INPUT RECORDS:
######

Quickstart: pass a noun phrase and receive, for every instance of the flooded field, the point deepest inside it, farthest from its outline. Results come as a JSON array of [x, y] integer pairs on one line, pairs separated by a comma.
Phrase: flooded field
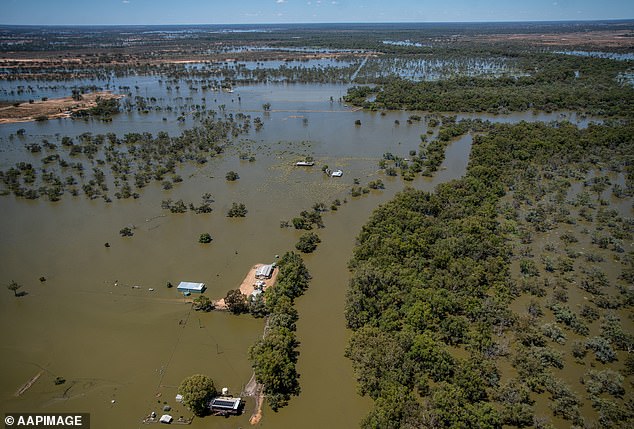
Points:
[[123, 348]]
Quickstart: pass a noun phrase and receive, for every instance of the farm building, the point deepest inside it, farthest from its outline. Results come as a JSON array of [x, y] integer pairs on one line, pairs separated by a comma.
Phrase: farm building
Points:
[[264, 272], [191, 287], [224, 405]]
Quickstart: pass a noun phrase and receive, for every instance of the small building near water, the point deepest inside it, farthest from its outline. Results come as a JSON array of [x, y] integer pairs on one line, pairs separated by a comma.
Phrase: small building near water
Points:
[[166, 418], [225, 405], [264, 272], [191, 287]]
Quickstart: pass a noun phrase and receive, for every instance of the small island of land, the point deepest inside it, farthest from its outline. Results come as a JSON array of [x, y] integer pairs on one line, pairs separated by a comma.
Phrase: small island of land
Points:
[[248, 285], [45, 109]]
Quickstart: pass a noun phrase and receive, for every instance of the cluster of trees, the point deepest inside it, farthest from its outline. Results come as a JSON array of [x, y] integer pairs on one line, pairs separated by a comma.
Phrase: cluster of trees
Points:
[[274, 357], [432, 281], [197, 391], [95, 164], [553, 82]]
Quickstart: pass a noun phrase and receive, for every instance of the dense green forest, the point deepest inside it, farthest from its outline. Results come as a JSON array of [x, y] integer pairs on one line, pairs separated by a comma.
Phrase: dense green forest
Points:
[[274, 357], [551, 82], [457, 323]]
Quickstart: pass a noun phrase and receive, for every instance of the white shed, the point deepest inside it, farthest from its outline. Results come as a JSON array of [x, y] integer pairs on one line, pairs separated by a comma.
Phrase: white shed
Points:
[[264, 272], [191, 287]]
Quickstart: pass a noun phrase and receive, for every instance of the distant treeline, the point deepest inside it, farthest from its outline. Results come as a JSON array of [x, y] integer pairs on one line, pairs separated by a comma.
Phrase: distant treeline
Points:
[[554, 82], [428, 302]]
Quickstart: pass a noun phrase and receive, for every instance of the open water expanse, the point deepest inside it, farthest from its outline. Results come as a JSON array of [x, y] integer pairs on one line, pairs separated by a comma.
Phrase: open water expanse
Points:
[[123, 350]]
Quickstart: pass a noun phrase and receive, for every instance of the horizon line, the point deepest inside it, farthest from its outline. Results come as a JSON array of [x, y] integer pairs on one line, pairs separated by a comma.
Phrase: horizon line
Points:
[[324, 23]]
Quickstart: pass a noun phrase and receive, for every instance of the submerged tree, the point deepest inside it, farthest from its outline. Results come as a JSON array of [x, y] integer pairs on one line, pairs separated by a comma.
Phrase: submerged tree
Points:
[[197, 391], [14, 286]]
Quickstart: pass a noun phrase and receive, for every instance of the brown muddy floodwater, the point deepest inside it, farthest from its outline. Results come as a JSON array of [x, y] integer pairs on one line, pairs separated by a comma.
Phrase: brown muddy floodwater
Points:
[[122, 348]]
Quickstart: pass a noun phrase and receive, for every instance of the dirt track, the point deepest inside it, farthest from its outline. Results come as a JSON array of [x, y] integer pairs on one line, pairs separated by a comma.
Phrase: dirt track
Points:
[[51, 109]]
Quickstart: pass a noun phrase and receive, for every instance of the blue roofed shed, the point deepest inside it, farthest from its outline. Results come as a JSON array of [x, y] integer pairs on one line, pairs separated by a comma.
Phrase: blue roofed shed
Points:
[[191, 287]]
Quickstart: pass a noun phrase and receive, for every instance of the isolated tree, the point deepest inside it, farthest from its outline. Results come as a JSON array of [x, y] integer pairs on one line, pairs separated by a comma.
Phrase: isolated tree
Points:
[[236, 302], [232, 176], [237, 210], [308, 242], [205, 238], [202, 303], [197, 391], [14, 286]]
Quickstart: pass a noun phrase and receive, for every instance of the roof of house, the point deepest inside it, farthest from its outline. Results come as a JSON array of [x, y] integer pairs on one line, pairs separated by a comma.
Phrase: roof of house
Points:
[[225, 403], [264, 270]]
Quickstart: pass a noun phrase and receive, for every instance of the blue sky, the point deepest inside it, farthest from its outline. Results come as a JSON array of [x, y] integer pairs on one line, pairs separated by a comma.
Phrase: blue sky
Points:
[[59, 12]]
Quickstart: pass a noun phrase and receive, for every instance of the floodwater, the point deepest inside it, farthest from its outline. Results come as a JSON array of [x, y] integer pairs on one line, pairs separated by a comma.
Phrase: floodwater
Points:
[[122, 348]]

######

Reproduce all of the entries above with "farthest from its outline" replaced by "farthest from its boundary" wherever it appears, leaving everything else unchanged. Omit the pictures from your answer.

Quickstart: pass a noun phrase and receive, for every instance of the flooded field, the point deepest inside it, farthest from its boundary. Results come as a JSON array of [x, y] integer pairs on one line, pairs separated by a comma.
Phrase: flooded field
Points:
[[123, 348]]
Quickstart: pass a noun phrase and receive, for every instance of the farm building, the point deepest inside it, farthest from its boundary. Results come as a JSON array of [x, y] integer pairs on one line, pairs separated by a comma.
Phrase: farm building
Points:
[[264, 272], [191, 287], [224, 405]]
Quickstart: pass a noun phrase and receive, for every instance of the small building near water, the point deepest inside it, farthest from its boundary. Results come as a JSON array of [x, y] integer pairs on one line, pairs separated by a comma.
Phrase: small building near water
Points:
[[166, 418], [225, 405], [264, 272], [191, 287]]
Quickstart: pass a noun phrase and receive, for every instance of the small island of land, the point deepest inside it, farthest from its boundary. Results come as a JSON array of [x, y] integer pairs on one line, pairs separated by a comma.
Phrase: small island of land
Points:
[[248, 285], [45, 109]]
Quickstart: pass a noun phrase and receive, for every instance of the cluster of trees, the point deepest inside it, farthest from its boundary. Results come as a JSON array of [x, y] integer pairs on one line, pairs separated by a comma.
Phrase: cluster of trees
Points:
[[274, 357], [432, 281], [197, 391], [95, 164], [553, 82]]
Quickstart: pass a noun phrase and receive, for every instance of the dense green forest, the point deepest inside it, farthest from its boundary. Results come as a JSON array of [x, y] integer pairs on one line, pairs separated by a comma.
Phrase: dense green forest
Points:
[[274, 357], [551, 82], [457, 323]]
Quickstart: pass a noun phrase and receive, for every instance of the white shed, the point deepest inside it, farthest from its boundary. Results come as a JSON array of [x, y] integer pairs on one line, pairs separated by a comma.
Phrase: white shed
Points:
[[264, 272], [191, 287]]
Quickstart: pass a noun phrase and receive, for every instance of the distant treeline, the point deepest inside it, farthest from its boundary. Results come as a JSON array of [x, y] integer pairs on one line, pairs separated by a comma.
Phrase: distant treeline
Points:
[[554, 82], [428, 302]]
Quickstart: pass a noun phrase and receive, for every instance of the open water expanse, the point deepest inside it, farthest from its boundary. Results come as a JSON array of [x, y] integer pairs on one line, pairs separated by a comma.
Phrase: open water expanse
Points:
[[123, 350]]
Quickstart: pass a noun phrase and receive, for every instance of the horizon line, the point deepest inside it, farthest from its boundary. Results come as a JSON array of [x, y] integer pairs on one line, pairs separated by a comma.
Phrase: horizon line
Points:
[[324, 23]]
Quickstart: pass a noun phrase and receive, for every instance of the submerged tree, the point deepest inside it, farthest from its boundary. Results come as a JSON array of [x, y] integer pairs on one line, pairs separated by a comma.
Phrase: submerged tree
Points:
[[197, 391], [14, 286]]
Quickstart: pass a noun phrase and receive, for every instance of the brown muddy floodwater, the point deepest inside it, farthest from its boundary. Results come as a JSON array of [x, y] integer pairs on one line, pairs separated by a comma.
Phrase: brown muddy floodwater
Points:
[[122, 348]]
Quickstart: pass a noun phrase and receive, for every instance of the dirt track, the point deepest inside it, farthest from its boundary. Results come as a JSON array of [x, y] integer pairs on one line, pairs separated by a comma.
Phrase: dirt track
Points:
[[51, 109]]
Quickstart: pass a noun phrase and receive, for every instance of the blue roofed shed, the point deepest inside it, farthest from its boundary. Results come as a JSON array of [x, y] integer pairs on one line, pairs separated by a comma.
Phrase: blue roofed shed
Points:
[[191, 287]]
Quickstart: pass a noun phrase and receive, for every instance of the isolated tree, the point deepest inside it, farthest from its boundary. Results come as a JSON array of [x, y] integer pairs on one line, pairs separated by a comma.
Phrase: isolated tree
Points:
[[236, 302], [232, 176], [237, 210], [308, 242], [205, 238], [202, 303], [197, 391], [14, 286]]
Quickstart: pass a noun phrase and receive, for every instance of the roof of house, the point deepest inside it, farthest from its boundary. Results come as a JSON array of [x, y] integer pairs on one line, pairs separated by a comma.
Phrase: roof of house
Points:
[[225, 403], [264, 270]]
Quickstart: pass a noun phrase and receive, for every instance of the blue sky, the point deepest inside it, farthest from its boundary. Results come as a JSON array of [x, y] integer pairs on one line, pairs separated by a comma.
Phrase: blue sky
Points:
[[59, 12]]
Quickstart: pass a noun phrase and receive, for every instance of the floodwater, the point deepest inside it, farthest from its boundary. Results come as a JSON array of [x, y] integer pairs on one line, pairs separated by a comma.
Phrase: floodwater
Points:
[[122, 348]]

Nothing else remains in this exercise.